### Supplied text
View the raw data (CSV).

If you are interested in learning what each piece of metadata means and is used for, I’ve started to document them on the Mozilla docs site.

This graph was generated using the flot JS library and the code is available on github.

Graph of the Day: Firefox Virtual Memory Plot

Thursday, April 11th, 2013

I spend a lot of time making sense out of data, and so I’m going to try a new “Graph of the Day” series on this blog.

Today’s plot was created from a crash report submitted by a Firefox user and filed in bugzilla. This user had been experiencing problems where Firefox would, after some time, start drawing black boxes instead of normal content and soon after would crash. Most of the time, his crash report would contain an empty (0-byte) minidump file. In our experience, 0-byte minidumps are usually caused by low-memory conditions causing crashes. But the statistics metadata reported along with the crash show that there was lots of available memory on the system.

This piqued my interest, and fortunately, at least one of the crash reports did contain a valid minidump. Not only did this point us to a Firefox bug where we are aborting when large allocations fail, but it also gave me information about the virtual memory space of the process when it crashed.

When creating a Windows minidump, Firefox calls the MinidumpWriteDump function with the MiniDumpWithFullMemoryInfo flag. This causes the minidump to contain a MINIDUMP_MEMORY_INFO_LIST block, which includes information about every single block of memory pages in the process, the allocation base/size, the free/reserved/committed state, whether the page is private (allocated) memory or some kind of mapped/shared memory, and whether the page is readable/writable/copy-on-write/executable.

(view the plot in a new window).

There are two interesting things that I learned while creating this plot and sharing it on mozilla.dev.platform:

Virtual Memory Fragmentation

Some code is fragmenting the page space with one-page allocations. On Windows, a page is a 4k block, but page space is not allocated in one-page chunks. Instead, the minimum allocation block is 16 pages (64k). So if any code is calling VirtualAlloc with just 4k, it is wasting 16 pages of memory space. Note that this doesn’t waste memory, it only wastes VM space, so it won’t show up on any traditional metrics such as “private bytes”.

Records from a dataset
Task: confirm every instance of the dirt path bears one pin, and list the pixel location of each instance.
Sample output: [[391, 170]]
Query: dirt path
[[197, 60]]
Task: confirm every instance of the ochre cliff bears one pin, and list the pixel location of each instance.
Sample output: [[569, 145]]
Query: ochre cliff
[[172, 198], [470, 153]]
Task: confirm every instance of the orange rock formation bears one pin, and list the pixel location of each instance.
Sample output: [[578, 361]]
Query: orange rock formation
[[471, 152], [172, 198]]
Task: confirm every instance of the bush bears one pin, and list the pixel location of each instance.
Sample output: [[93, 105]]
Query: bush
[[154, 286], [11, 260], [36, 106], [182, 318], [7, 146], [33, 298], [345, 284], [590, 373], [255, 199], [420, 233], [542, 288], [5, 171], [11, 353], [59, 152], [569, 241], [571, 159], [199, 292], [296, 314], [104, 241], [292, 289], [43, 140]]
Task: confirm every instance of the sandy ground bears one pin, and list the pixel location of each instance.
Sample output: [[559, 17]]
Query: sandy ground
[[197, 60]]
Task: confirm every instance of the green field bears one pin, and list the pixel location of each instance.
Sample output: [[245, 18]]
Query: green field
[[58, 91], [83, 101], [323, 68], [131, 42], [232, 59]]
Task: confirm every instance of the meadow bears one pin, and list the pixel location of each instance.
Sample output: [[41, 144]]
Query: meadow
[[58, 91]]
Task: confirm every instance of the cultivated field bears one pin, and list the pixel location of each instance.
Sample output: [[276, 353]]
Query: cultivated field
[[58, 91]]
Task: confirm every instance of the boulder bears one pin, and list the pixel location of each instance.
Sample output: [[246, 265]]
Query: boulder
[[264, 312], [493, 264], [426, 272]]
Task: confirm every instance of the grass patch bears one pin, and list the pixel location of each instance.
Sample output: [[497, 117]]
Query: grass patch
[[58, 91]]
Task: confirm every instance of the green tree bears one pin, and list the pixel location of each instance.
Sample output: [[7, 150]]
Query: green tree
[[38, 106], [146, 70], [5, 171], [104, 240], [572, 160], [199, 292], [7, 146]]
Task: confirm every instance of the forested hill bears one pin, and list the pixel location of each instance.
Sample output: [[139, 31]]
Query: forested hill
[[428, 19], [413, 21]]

---

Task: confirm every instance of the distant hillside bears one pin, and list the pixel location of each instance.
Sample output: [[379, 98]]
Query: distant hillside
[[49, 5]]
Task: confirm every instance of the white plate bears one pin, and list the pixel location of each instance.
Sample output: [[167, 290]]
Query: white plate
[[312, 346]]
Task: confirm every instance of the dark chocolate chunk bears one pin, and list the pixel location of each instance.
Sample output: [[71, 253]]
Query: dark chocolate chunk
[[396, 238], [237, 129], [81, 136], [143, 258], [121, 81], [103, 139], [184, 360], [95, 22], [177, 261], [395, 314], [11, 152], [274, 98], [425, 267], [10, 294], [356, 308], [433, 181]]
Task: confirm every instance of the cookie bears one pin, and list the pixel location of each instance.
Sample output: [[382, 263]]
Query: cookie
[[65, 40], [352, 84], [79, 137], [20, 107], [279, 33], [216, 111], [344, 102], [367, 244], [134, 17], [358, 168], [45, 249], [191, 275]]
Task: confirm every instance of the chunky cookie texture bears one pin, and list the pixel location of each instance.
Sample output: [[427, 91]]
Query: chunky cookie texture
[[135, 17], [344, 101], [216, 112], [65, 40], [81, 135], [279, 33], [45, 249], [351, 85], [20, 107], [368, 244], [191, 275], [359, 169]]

### About this task
Rewrite the Firefox crash-report text starting at "When creating a" and ending at "page is readable/writable/copy-on-write/executable.", swapping "flag" for "option". The data has nothing to do with this exercise.

### Output of the task
When creating a Windows minidump, Firefox calls the MinidumpWriteDump function with the MiniDumpWithFullMemoryInfo option. This causes the minidump to contain a MINIDUMP_MEMORY_INFO_LIST block, which includes information about every single block of memory pages in the process, the allocation base/size, the free/reserved/committed state, whether the page is private (allocated) memory or some kind of mapped/shared memory, and whether the page is readable/writable/copy-on-write/executable.